• Provided data
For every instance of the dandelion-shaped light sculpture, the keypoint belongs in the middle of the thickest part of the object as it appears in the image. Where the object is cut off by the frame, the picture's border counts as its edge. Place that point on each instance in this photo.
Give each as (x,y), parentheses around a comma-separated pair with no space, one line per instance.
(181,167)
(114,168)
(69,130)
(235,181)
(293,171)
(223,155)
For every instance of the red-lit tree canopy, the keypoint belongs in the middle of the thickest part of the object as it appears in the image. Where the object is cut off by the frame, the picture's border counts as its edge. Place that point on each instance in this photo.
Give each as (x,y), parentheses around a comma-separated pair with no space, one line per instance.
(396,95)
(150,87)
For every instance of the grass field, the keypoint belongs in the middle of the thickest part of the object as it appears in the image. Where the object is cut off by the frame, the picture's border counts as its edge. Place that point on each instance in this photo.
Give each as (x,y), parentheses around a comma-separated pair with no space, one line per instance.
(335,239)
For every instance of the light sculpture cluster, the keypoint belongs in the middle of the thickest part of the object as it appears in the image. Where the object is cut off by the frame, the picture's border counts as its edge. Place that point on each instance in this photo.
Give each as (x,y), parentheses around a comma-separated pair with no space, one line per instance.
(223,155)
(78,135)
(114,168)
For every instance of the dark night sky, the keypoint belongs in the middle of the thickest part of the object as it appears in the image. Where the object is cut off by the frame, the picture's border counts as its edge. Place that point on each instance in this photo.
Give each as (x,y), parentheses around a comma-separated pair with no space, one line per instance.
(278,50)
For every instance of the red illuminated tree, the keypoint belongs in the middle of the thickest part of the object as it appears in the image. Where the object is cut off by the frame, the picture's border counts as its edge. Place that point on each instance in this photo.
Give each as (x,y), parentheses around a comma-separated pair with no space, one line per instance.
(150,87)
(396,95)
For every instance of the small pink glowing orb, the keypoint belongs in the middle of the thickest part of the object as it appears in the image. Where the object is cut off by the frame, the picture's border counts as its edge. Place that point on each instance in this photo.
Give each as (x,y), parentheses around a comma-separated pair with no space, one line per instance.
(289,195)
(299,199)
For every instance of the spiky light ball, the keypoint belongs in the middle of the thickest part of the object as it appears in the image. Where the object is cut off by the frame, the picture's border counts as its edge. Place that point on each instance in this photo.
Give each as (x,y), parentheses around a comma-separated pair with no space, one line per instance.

• Exercise objective
Please reproduce the entire listing. Keep it identical.

• Solved exercise
For every instance of the dandelion-shaped light sculpture, the keypoint belongs in the middle of the thickest part of the object as it appears in the image. Where the object is cut off by the frame, the picture's border counts as its edge. Place that point on each instance in this photo.
Give each as (x,y), parentheses around a comma-separated pair with no space, one line per instance.
(181,167)
(114,168)
(69,130)
(235,181)
(293,171)
(223,155)
For every instance of the red-lit tree canopy, the keypoint belongs in the middle of the thickest part of the object as it appears in the image. Where the object is cut off by the frame, the picture's border counts as its edge. Place that point on each instance in this photo.
Give each as (x,y), parentheses around a comma-separated pair with no space, one line per instance.
(396,95)
(150,87)
For every instance of the grass field, the keypoint belongs in the middle of the thickest part of the object as it appears in the image. Where the object is cut off by the frame, the picture's border counts as its edge. Place that point on each instance in this photo.
Give each as (x,y), parentheses around a comma-separated pair with no space, one line per instance.
(335,239)
For every instance of the light sculpture cluster, the keypoint belongs in the middle of the thickest part of the object as it appears in the image. Where the object is cut off by the frame, the picture's border counts as its edge. Place that point on each instance in this photo.
Give each as (x,y), parentheses around a comma-separated pair with no space, one line per instance.
(223,155)
(78,135)
(114,168)
For every instance of the dark night sky, the keypoint belongs in the middle of the thickest part of the object as it appears in the image. Where the object is cut off by the frame, the picture's border counts as its edge. Place that point on each instance in this photo.
Give each as (x,y), parentheses around a comma-separated pair with no space, one line per instance.
(278,50)
For every instance of the red illuminated tree, the keypoint belongs in the middle of the thickest part of the object as it appears in the image. Where the object is cut off by the frame, the picture's border counts as its edge. Place that point on each instance in this photo.
Give each as (x,y), parentheses around a comma-separated pair with no space, one line per instance.
(150,87)
(396,95)
For every instance of the small pink glowing orb, the keypoint belongs in the middle of the thickest part of the object as it appears in the image. Where the object is cut off by the frame, the picture's border counts as its edge. Place that point on each instance in this photo.
Give each as (x,y), parentheses around a comma-separated pair with no space, one line per instance.
(289,195)
(299,199)
For every instance of the spiky light ball, the keypoint belongs in the middle of the thickest part of the object as it appears in the image. Where the object is cut off by the frame, the picture's border counts as its edge. Place that point on each instance in this photo.
Give each as (x,y), parentheses around a comma-separated pair with no space, one line per instance.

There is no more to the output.